INSTRUCTIONS FOR THE TASK: Produce the listing below again, exactly as shown.

RECORDS SUPPLIED:
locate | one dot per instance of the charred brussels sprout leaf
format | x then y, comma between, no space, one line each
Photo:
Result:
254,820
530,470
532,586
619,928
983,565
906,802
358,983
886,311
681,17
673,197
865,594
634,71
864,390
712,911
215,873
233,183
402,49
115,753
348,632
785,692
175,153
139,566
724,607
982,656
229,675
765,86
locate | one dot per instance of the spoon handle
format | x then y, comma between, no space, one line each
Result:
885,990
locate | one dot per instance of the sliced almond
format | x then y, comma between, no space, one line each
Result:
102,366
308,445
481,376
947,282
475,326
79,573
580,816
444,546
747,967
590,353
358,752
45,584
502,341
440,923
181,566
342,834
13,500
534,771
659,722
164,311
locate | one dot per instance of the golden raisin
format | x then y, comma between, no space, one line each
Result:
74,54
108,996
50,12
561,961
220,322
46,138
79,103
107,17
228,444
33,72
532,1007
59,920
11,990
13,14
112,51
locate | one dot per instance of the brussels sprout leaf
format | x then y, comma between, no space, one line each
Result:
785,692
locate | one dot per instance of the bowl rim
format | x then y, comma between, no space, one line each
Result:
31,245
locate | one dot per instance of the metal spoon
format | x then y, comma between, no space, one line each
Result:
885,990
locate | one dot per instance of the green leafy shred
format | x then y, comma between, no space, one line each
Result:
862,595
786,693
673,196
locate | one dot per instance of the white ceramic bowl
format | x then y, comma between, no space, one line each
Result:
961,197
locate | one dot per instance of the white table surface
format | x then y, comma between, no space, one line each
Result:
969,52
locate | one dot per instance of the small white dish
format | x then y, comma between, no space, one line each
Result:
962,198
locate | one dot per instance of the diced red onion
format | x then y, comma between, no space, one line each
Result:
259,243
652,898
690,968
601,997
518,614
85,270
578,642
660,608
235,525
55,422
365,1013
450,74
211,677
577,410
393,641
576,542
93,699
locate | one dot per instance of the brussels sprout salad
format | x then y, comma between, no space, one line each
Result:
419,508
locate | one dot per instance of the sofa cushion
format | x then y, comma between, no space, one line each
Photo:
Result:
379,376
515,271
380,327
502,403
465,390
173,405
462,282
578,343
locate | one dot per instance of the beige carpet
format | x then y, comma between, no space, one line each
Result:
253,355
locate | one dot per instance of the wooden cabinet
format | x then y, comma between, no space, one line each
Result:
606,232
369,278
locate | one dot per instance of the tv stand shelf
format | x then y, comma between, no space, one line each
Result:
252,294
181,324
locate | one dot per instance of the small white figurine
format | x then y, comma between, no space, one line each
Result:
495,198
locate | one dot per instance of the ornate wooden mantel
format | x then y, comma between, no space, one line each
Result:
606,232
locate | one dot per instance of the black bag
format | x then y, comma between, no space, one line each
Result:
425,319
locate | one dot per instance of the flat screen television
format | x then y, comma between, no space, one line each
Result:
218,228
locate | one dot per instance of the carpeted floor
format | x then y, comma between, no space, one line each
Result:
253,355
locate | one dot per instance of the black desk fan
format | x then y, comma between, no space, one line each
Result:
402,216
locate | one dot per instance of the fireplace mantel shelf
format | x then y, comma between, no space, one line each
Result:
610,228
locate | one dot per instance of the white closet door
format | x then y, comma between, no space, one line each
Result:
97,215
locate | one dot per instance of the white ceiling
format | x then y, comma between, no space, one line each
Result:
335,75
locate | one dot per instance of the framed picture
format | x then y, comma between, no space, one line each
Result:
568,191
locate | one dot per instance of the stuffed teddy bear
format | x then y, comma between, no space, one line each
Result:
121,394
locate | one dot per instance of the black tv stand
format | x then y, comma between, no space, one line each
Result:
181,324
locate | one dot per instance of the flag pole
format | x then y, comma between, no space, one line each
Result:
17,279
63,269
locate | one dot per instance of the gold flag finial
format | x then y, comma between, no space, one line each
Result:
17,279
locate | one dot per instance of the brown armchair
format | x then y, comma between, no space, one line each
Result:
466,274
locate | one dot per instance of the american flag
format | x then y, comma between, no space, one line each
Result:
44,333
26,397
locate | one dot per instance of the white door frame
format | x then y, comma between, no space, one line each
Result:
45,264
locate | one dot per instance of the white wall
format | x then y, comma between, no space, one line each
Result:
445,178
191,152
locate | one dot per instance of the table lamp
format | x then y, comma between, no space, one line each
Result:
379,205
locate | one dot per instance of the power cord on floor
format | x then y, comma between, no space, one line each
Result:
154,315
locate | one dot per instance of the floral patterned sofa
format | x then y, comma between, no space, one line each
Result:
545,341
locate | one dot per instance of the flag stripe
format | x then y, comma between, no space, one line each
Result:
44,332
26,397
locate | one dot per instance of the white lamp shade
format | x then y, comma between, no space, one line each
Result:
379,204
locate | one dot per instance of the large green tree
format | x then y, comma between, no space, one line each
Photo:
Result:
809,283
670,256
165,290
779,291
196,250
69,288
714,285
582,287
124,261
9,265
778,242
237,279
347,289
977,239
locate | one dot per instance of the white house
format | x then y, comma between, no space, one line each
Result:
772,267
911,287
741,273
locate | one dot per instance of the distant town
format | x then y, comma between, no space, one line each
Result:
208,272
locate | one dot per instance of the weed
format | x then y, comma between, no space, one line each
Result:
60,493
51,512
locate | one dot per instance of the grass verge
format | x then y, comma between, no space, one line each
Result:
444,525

TASK OUTPUT:
locate | one dot per instance of the charred brussels sprout leaf
format | x then y, comma between, no space, one line each
Photo:
Result:
254,820
530,470
532,586
619,928
983,565
906,802
358,983
886,311
681,17
673,197
865,594
634,71
864,390
712,911
215,873
233,183
402,49
115,753
348,632
785,692
175,153
139,566
724,607
982,656
229,675
765,86
locate | one dot per instance of the spoon handle
format | x then y, comma between, no space, one line each
Result:
885,990
locate | one dot per instance of the sliced almond
format | x then y, comma between, no space, one line each
Result:
102,366
308,445
481,376
947,282
475,326
79,573
580,816
444,546
747,967
590,353
358,752
45,584
502,341
440,923
181,566
342,834
13,500
534,771
659,722
164,311
locate | one dot per instance of the golden raisin
format | x then y, comma between, no space, one line each
Result:
74,54
108,996
50,12
561,961
220,322
46,138
79,103
107,17
228,444
33,72
532,1007
59,920
11,990
13,14
112,51
locate | one dot per instance of the brussels sprout leaf
format | x then y, comma between, no space, one line each
Result:
785,692
locate | one dot per instance of the bowl rim
format | x then y, comma between, no space, one line each
Result:
31,245
locate | one dot per instance of the metal spoon
format | x then y, comma between, no space, one line each
Result:
885,990
locate | one dot per instance of the green leafy shred
format | x then y, comma between, no space, one line each
Result:
862,595
786,693
673,196
locate | one dot per instance of the white ceramic bowl
format | x then y, comma between, no space, one line each
Result:
961,197
locate | one dot per instance of the white table surface
format | x then y, comma between, no space, one line each
Result:
969,52
locate | one dot per instance of the small white dish
format | x then y, comma between, no space, one line each
Result:
962,198
locate | one dot per instance of the diced red onion
format | x then y, comma between, no space, one line each
Result:
259,243
652,898
690,968
601,997
518,614
85,270
578,642
660,608
235,525
55,422
365,1013
450,74
211,677
577,410
393,641
576,542
93,699
locate | one dot per instance of the brussels sprout salad
format | x then y, comma between, no space, one line each
Result:
419,508
locate | one dot per instance of the sofa cushion
format | x then y, comma between, no space, one line each
Photo:
Result:
379,376
515,271
380,327
502,403
465,390
173,405
462,282
578,343
locate | one dot per instance of the beige carpet
format | x then y, comma between, no space, one line each
Result:
253,355
locate | one dot per instance of the wooden cabinet
format | x then y, comma between, no space, one line each
Result:
606,232
369,278
locate | one dot per instance of the tv stand shelf
format | x then y, comma between, no space, one line each
Result:
252,294
181,324
locate | one dot per instance of the small white figurine
format | x then y, comma between, no space, one line each
Result:
495,198
locate | one dot per instance of the ornate wooden mantel
format | x then y, comma between, no space, one line each
Result:
606,232
locate | one dot per instance of the black bag
format | x then y, comma between, no space, one line each
Result:
425,319
locate | one dot per instance of the flat screen television
format | x then y, comma between, no space, one line each
Result:
218,228
locate | one dot per instance of the carpeted floor
format | x then y, comma between, no space, one line each
Result:
253,355
locate | one dot per instance of the black desk fan
format | x then y, comma between, no space, one line each
Result:
402,216
locate | one dot per instance of the fireplace mantel shelf
format | x then y, comma between, no space, one line each
Result:
610,228
locate | one dot per instance of the white closet door
format | x then y, comma between, no space, one line each
Result:
97,215
locate | one dot per instance of the white ceiling
format | x then y, comma between, no space, one line each
Result:
335,75
locate | one dot per instance of the framed picture
format | x then y, comma between, no space, one line each
Result:
568,191
locate | one dot per instance of the stuffed teddy bear
format | x then y, comma between, no space, one line each
Result:
121,394
locate | one dot per instance of the black tv stand
format | x then y, comma between, no space, one line each
Result:
181,324
locate | one dot per instance of the flag pole
format | x then y, comma between, no space, one line each
Result:
17,279
63,269
locate | one dot per instance of the gold flag finial
format | x then y, comma between, no space, one line each
Result:
17,279
locate | one dot per instance of the brown armchair
format | x then y, comma between, no space, one line each
Result:
466,274
locate | one dot per instance of the american flag
format | x then y, comma between, no space, one line each
Result:
44,333
26,397
locate | one dot per instance of the white door frame
format | x then y, comma between, no space, one line each
Result:
45,264
locate | one dot per instance of the white wall
format | x then y, comma between, no space, one line each
Result:
445,178
191,152
locate | one dot per instance of the table lamp
format | x then y, comma between, no space, one line each
Result:
379,205
locate | one dot per instance of the power cord on floor
format | x then y, comma between, no space, one line each
Result:
154,315
locate | one dot per instance of the floral patterned sofa
format | x then y, comma between, no space, one line each
Result:
545,341
locate | one dot per instance of the flag stripe
format | x then y, comma between, no space, one line each
Result:
44,332
26,397
locate | one dot per instance of the white lamp shade
format | x then y, comma between, no space, one line each
Result:
379,204
locate | one dot per instance of the large green tree
format | x then y, comma between, no space, one line each
Photo:
Result:
809,283
670,256
165,290
779,291
196,250
69,288
714,285
582,287
124,261
9,265
778,242
237,279
347,289
977,239
locate | one dot per instance of the white house
format | x then y, comma between, no space, one line each
Result:
772,267
911,287
741,273
locate | one dot per instance of the distant town
format | x then y, comma between, no space, one line each
Result:
208,272
locate | one dot per instance of the weed
format | x then y, comma between, no space, one line each
Result:
60,493
51,512
locate | one dot per instance of the grass verge
format | x then y, comma between, no space, one line each
Result:
444,525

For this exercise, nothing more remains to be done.